- **Problem requirements**: Rescale the lines below, from the line holding "the sky, one" through the line holding "[(123, 44), (215, 57)]", inclusive, and write them all out again, requests included. Multiply every coordinate in the answers by 2.15 and round each to a whole number, with halves rounded up.

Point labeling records

═══

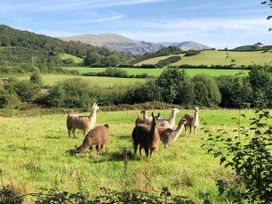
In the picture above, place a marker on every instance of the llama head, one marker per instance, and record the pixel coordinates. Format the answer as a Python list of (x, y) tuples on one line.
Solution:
[(196, 108), (182, 121), (175, 110), (155, 118), (95, 107)]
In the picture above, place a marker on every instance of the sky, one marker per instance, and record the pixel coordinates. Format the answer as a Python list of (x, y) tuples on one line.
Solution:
[(216, 23)]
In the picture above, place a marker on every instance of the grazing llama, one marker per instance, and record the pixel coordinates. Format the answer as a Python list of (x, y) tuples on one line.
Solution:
[(169, 123), (146, 137), (169, 135), (192, 121), (84, 123), (146, 118), (97, 136)]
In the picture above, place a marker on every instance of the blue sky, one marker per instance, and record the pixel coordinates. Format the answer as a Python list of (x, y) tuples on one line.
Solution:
[(217, 23)]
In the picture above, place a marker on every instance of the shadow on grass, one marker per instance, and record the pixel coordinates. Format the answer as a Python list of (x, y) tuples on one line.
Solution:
[(52, 137)]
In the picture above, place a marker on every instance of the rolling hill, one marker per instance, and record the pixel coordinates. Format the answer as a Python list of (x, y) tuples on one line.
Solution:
[(123, 44), (215, 57)]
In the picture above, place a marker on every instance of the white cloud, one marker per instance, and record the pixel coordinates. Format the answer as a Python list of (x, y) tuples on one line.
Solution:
[(105, 19), (69, 5)]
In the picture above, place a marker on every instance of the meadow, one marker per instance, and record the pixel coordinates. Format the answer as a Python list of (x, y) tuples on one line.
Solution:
[(214, 57), (157, 71), (33, 155), (52, 79)]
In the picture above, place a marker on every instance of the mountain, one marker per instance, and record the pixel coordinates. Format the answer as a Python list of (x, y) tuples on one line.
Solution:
[(123, 44), (99, 40), (189, 45)]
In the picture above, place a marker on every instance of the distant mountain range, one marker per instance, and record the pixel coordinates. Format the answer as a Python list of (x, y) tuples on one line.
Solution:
[(123, 44)]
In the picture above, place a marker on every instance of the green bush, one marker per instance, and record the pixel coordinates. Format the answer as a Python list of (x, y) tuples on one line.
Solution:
[(248, 154), (170, 80), (206, 92), (236, 92)]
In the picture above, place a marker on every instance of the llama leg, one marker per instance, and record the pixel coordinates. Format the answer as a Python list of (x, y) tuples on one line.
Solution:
[(97, 148), (146, 152), (135, 148), (69, 133), (74, 131)]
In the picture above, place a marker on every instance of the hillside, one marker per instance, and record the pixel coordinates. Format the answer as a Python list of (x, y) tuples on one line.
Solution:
[(20, 48), (214, 57), (123, 44)]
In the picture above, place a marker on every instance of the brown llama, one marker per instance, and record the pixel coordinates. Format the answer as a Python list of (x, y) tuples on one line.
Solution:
[(97, 136), (169, 135), (146, 137), (84, 123), (192, 121)]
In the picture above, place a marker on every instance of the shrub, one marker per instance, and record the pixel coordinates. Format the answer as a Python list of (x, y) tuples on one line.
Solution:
[(206, 92), (248, 154), (236, 92), (168, 61), (261, 82), (169, 80)]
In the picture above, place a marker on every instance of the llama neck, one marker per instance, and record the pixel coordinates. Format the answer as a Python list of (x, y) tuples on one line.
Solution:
[(177, 132), (172, 119), (92, 118), (144, 115), (195, 119)]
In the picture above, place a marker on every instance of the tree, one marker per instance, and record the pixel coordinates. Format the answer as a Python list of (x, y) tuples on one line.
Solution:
[(169, 80)]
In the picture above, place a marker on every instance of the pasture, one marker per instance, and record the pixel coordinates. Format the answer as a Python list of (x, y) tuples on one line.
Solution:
[(214, 57), (52, 79), (157, 71), (33, 155)]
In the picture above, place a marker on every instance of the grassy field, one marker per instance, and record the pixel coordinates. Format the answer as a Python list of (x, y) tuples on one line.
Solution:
[(158, 71), (32, 155), (74, 58), (51, 79), (213, 57), (154, 60)]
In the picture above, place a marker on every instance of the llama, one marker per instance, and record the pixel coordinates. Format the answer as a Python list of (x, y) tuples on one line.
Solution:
[(97, 136), (169, 135), (169, 123), (189, 123), (84, 123), (192, 121), (147, 119), (195, 122), (146, 137)]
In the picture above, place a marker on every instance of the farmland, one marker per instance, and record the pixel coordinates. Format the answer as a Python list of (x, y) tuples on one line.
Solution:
[(158, 71), (34, 147), (214, 57), (53, 79)]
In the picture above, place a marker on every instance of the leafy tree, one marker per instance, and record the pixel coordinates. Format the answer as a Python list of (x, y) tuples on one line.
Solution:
[(169, 80), (248, 154), (206, 91)]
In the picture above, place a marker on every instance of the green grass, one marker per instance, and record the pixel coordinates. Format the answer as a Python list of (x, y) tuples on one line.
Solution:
[(68, 56), (154, 60), (51, 79), (213, 57), (158, 71), (32, 155)]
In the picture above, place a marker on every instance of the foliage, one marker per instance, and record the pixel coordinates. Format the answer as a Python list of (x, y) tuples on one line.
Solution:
[(170, 60), (9, 196), (191, 53), (170, 79), (236, 92), (248, 154), (261, 82), (206, 92)]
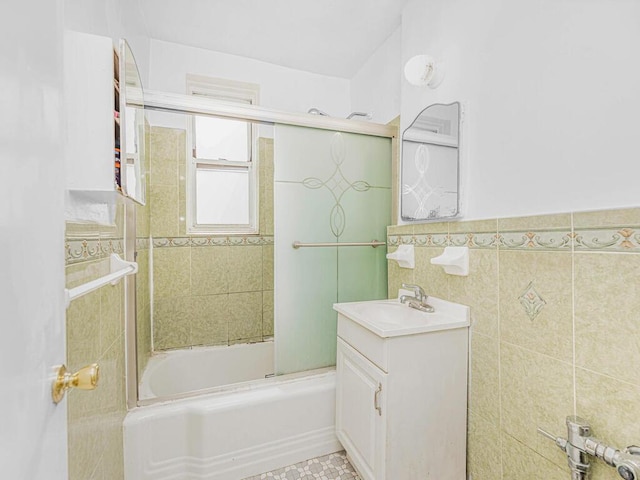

═══

- **Result of the exercise**:
In the picture above, place a marker on every instance of the sky, one marker per instance, and record the pixel coordinates. Format the answer as a Python list of (x, y) tuples on one line.
Solution:
[(464, 49)]
In the picture above, place a marker on every instance of the grazing llama, one marker per instance, and record the pixel coordinates. Format the answer as a Python list of (x, y) tuples on one line.
Solution:
[(363, 264), (314, 295), (363, 290), (413, 260), (181, 264), (314, 254), (209, 292)]
In the picture above, place a marker on every instance of the blue sky, one marker per instance, and record the pixel coordinates. Format the answer as a Python list of (x, y) tuples on one line.
Solution:
[(467, 49)]
In the picture above, place a marker on every instance of the shadow on grass, one marker per instance, and record the pixel coordinates. Format the answer as a Python list of (x, y) tuples on one line.
Solution:
[(112, 295)]
In the picture above, place a marker on every instance of the rolling hill, one marker per instance, and record the pixel coordinates. Format the answer as a Python list of (x, y) tuples on one line.
Solution:
[(264, 95), (462, 123)]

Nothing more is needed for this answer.